# PROBLEM TO WORK ON
Update the stretch of lines from the one containing "Practice. Point out each instance of the bird's pink" through the one containing "pixel 335 410" by replacing "photo" with "image" and leaving all else unchanged. Give back only those lines, with the pictures left out.

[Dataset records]
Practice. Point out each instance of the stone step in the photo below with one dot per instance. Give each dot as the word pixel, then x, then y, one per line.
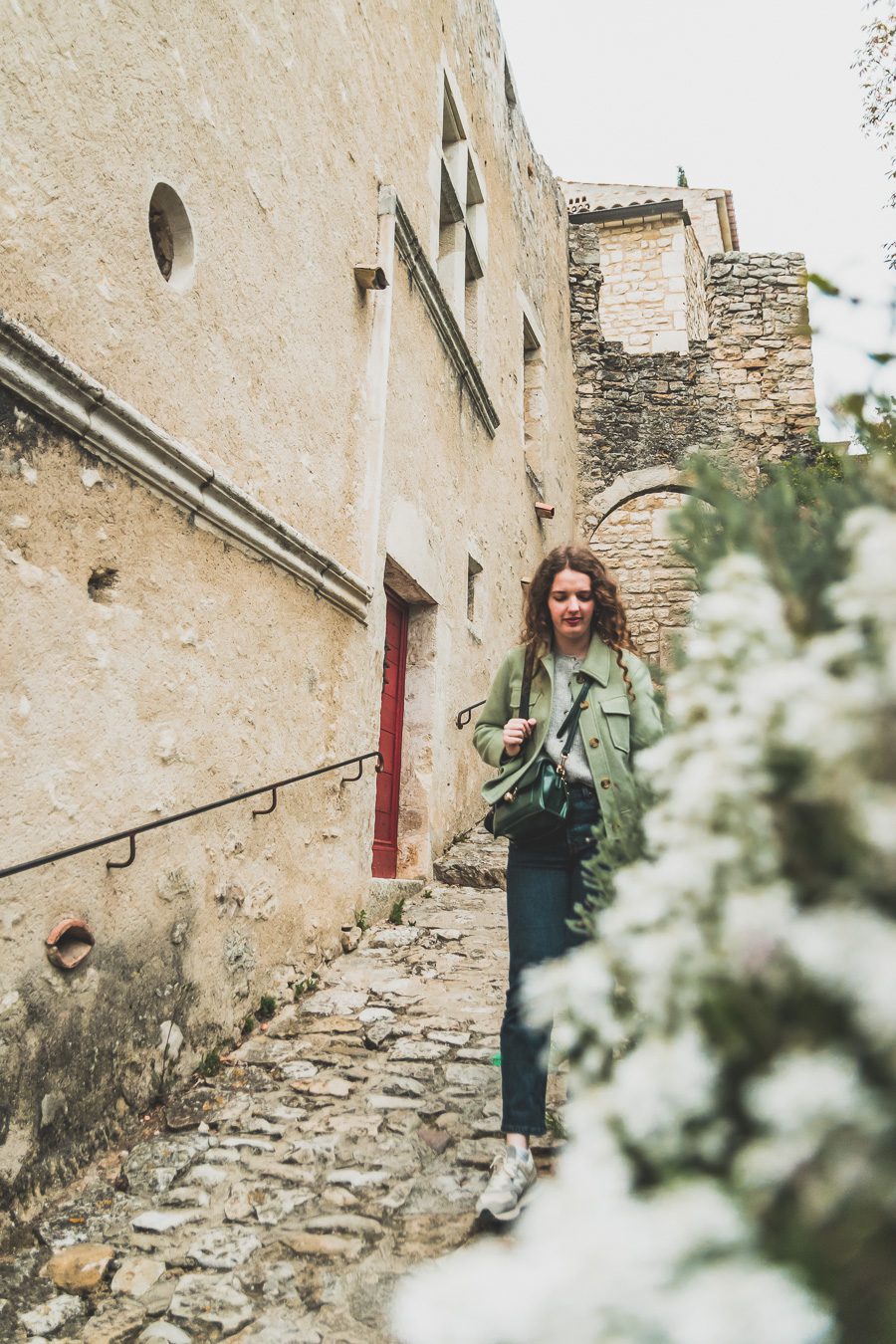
pixel 477 859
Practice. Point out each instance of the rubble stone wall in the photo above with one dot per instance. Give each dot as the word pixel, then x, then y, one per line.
pixel 148 665
pixel 760 348
pixel 656 586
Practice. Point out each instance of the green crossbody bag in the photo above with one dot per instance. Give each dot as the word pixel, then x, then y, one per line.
pixel 535 809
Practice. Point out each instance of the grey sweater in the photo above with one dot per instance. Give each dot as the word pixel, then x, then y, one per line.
pixel 564 692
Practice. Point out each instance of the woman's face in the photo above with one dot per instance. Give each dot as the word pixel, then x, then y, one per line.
pixel 571 603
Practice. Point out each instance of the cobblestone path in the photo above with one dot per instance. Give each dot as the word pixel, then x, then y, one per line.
pixel 283 1199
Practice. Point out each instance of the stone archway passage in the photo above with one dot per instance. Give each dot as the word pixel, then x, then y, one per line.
pixel 633 540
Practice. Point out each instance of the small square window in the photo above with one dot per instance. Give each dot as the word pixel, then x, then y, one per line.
pixel 473 568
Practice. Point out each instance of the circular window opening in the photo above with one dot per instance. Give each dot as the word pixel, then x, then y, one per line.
pixel 172 237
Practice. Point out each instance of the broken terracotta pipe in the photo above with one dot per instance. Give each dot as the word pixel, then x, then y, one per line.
pixel 371 277
pixel 69 943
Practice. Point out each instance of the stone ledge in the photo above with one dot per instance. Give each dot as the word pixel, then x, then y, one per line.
pixel 118 434
pixel 411 253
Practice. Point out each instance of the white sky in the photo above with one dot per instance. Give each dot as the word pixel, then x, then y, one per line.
pixel 755 97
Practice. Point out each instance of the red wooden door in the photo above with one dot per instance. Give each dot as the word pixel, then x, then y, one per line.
pixel 391 722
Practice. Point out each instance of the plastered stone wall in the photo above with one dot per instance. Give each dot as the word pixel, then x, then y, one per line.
pixel 644 293
pixel 746 390
pixel 760 351
pixel 198 671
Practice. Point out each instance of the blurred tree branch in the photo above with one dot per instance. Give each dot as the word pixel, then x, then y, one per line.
pixel 876 66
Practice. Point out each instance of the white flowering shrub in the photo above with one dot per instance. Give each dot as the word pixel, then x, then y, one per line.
pixel 731 1170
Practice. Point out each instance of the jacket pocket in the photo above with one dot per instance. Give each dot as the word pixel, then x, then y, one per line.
pixel 617 713
pixel 516 695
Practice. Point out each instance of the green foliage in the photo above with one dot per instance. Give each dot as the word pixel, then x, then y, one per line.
pixel 210 1063
pixel 305 987
pixel 876 66
pixel 396 913
pixel 554 1124
pixel 792 523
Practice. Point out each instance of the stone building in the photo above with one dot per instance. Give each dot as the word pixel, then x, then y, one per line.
pixel 296 333
pixel 227 460
pixel 680 341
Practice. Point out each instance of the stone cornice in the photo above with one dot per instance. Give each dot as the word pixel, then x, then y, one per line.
pixel 427 283
pixel 117 433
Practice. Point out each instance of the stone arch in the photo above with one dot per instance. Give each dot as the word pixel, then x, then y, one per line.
pixel 627 531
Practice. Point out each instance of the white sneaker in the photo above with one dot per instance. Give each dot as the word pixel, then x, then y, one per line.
pixel 512 1178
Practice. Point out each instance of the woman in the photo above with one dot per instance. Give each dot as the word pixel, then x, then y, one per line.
pixel 573 632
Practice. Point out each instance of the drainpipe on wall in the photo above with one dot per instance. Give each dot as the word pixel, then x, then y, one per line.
pixel 376 387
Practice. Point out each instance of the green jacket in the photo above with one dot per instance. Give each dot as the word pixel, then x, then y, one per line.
pixel 612 725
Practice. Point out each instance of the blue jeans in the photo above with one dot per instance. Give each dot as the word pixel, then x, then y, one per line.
pixel 545 884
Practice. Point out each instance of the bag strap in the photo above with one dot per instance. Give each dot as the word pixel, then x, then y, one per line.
pixel 571 726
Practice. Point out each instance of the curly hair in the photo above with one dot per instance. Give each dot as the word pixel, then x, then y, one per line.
pixel 608 614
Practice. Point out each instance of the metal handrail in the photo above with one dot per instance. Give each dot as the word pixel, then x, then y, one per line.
pixel 464 717
pixel 131 832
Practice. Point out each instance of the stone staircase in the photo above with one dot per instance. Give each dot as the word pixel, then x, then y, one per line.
pixel 281 1201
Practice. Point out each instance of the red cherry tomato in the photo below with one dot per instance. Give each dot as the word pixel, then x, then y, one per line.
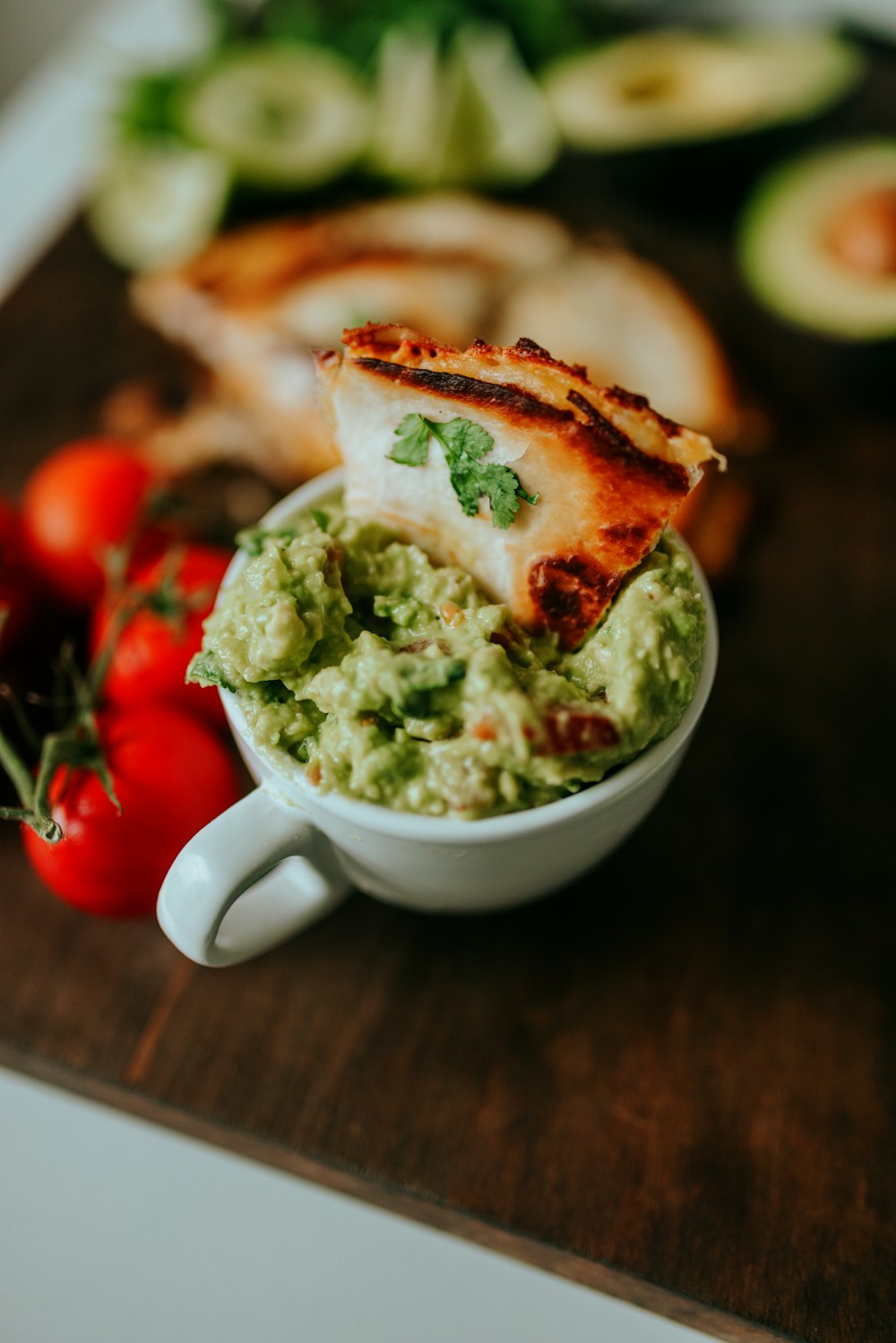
pixel 81 501
pixel 172 775
pixel 152 651
pixel 18 592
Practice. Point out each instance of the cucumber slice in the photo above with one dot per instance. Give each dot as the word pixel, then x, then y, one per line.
pixel 284 117
pixel 672 86
pixel 158 203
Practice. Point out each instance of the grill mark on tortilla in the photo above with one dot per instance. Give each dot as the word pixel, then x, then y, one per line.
pixel 473 391
pixel 570 592
pixel 614 442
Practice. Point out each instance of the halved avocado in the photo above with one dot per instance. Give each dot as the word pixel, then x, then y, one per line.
pixel 675 86
pixel 818 241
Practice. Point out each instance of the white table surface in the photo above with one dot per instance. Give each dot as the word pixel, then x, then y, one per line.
pixel 115 1230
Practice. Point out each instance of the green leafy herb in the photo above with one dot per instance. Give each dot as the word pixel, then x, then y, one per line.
pixel 204 670
pixel 413 441
pixel 463 444
pixel 252 538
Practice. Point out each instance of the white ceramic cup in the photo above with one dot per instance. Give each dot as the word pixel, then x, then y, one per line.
pixel 285 855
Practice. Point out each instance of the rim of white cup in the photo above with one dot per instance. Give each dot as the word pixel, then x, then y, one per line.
pixel 474 831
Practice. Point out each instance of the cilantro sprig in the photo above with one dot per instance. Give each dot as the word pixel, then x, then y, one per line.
pixel 463 444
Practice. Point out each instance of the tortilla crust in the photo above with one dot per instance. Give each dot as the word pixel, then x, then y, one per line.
pixel 607 469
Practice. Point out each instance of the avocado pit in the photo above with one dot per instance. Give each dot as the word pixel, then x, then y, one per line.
pixel 863 234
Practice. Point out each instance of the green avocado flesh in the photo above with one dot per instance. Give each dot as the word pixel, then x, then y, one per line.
pixel 818 241
pixel 670 86
pixel 387 678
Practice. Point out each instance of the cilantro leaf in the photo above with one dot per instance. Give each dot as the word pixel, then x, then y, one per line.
pixel 252 538
pixel 413 443
pixel 463 443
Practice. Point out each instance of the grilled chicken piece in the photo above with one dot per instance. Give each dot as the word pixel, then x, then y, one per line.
pixel 607 469
pixel 630 324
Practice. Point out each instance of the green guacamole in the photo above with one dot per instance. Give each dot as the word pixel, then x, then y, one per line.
pixel 389 678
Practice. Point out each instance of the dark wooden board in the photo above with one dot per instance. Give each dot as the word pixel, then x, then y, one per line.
pixel 675 1081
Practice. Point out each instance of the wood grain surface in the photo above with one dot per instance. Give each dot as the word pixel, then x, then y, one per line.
pixel 676 1080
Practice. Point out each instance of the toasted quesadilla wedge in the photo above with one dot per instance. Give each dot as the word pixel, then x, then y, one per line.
pixel 629 323
pixel 607 470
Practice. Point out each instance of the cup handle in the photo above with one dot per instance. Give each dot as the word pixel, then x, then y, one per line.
pixel 249 880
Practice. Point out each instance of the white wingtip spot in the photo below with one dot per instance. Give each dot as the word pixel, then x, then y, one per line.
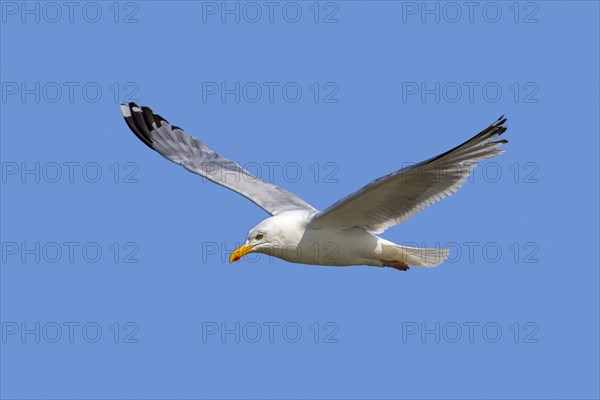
pixel 125 111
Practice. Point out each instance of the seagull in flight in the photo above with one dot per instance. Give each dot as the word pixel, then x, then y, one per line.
pixel 345 233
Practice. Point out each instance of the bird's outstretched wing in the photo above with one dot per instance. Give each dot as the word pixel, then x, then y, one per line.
pixel 394 198
pixel 174 144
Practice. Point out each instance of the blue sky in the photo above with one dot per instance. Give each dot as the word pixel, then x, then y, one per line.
pixel 114 279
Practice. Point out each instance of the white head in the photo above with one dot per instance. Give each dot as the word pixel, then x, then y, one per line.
pixel 272 234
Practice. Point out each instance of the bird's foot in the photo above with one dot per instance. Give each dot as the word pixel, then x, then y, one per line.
pixel 399 265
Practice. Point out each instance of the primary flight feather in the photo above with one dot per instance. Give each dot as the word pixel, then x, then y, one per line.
pixel 345 233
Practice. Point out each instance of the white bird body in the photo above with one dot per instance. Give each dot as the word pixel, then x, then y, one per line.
pixel 345 233
pixel 296 242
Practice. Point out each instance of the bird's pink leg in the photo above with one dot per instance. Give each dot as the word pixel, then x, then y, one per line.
pixel 399 265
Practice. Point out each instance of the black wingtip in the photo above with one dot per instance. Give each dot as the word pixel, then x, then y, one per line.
pixel 133 123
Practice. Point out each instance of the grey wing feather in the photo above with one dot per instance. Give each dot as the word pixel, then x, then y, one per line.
pixel 394 198
pixel 174 144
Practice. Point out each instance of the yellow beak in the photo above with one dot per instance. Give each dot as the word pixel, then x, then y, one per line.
pixel 240 252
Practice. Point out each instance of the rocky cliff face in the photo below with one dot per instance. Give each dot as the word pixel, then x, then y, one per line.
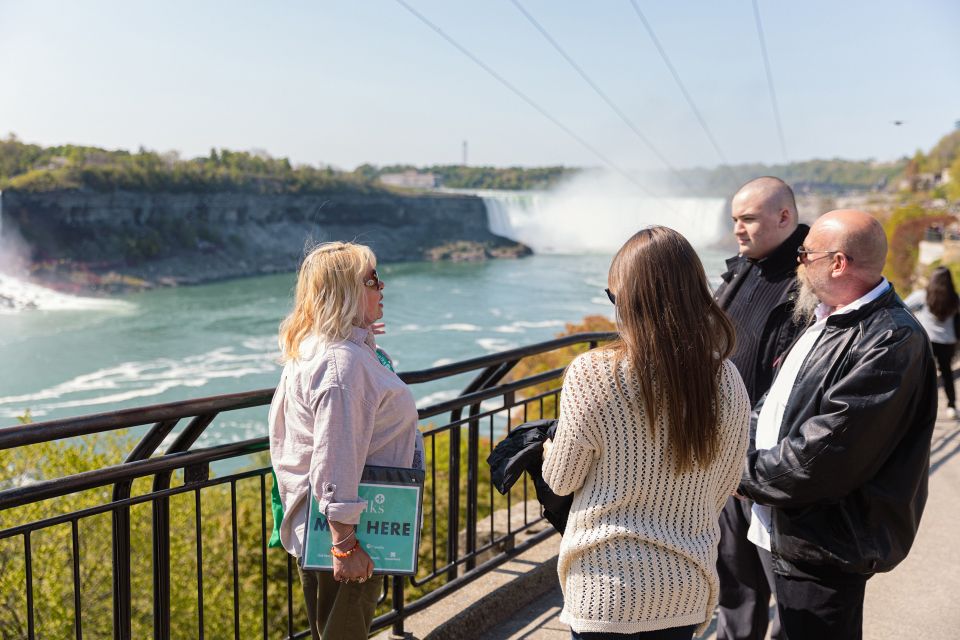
pixel 187 237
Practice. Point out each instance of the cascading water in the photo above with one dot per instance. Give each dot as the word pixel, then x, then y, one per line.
pixel 574 222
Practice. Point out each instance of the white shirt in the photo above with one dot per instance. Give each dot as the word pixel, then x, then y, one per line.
pixel 771 415
pixel 335 410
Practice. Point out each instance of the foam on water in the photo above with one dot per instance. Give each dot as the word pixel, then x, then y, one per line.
pixel 17 295
pixel 459 326
pixel 496 344
pixel 142 379
pixel 596 214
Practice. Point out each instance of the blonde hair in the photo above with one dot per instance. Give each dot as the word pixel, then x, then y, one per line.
pixel 329 297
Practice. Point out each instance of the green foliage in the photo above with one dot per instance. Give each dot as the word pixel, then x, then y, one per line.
pixel 905 229
pixel 953 187
pixel 52 553
pixel 33 168
pixel 551 360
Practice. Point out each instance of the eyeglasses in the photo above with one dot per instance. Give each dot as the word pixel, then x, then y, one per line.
pixel 803 252
pixel 374 282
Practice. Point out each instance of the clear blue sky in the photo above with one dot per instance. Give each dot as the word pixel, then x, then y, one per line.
pixel 353 81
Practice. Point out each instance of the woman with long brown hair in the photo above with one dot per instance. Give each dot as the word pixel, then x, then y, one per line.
pixel 650 441
pixel 936 309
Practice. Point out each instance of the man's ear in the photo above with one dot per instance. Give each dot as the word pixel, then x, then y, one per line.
pixel 784 217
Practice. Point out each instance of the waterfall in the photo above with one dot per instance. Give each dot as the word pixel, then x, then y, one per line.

# WRITTEN ANSWER
Practice. Point out each instance of the bird's pink leg in the image above with one dot per instance. Give each dot as the word pixel, then x, then y, one per line.
pixel 399 265
Practice. Point out each instance of the black wingtip in the image above with one dot per instance. Give each dot as the word pixel, then x, then y, one per line.
pixel 133 123
Practice. Point out each instance of the grey wing feather in the image above with one dot per instance. Give each dot as the word pixel, then x, then y, one per line.
pixel 394 198
pixel 174 144
Practice. Point out each instance of the yellow beak in the image above with one dot per instance. Give each dot as the word pixel, then x, then y, one per line.
pixel 240 252
Practice. Point out each instance of the rocky cliff face in the image below with one dot per instance. Give each dot as the word pixel, then x, then y, one per line.
pixel 187 237
Practice. Point out each instance of the cascading water in the image above with one dot per instance. Give each dot as the word pixel, then x, then y, one per line.
pixel 574 222
Practice. Point out each instance of the white shirt in the image above with one dot per instance. Give each dot as the word pixel, then x, then y, one per line.
pixel 771 415
pixel 335 410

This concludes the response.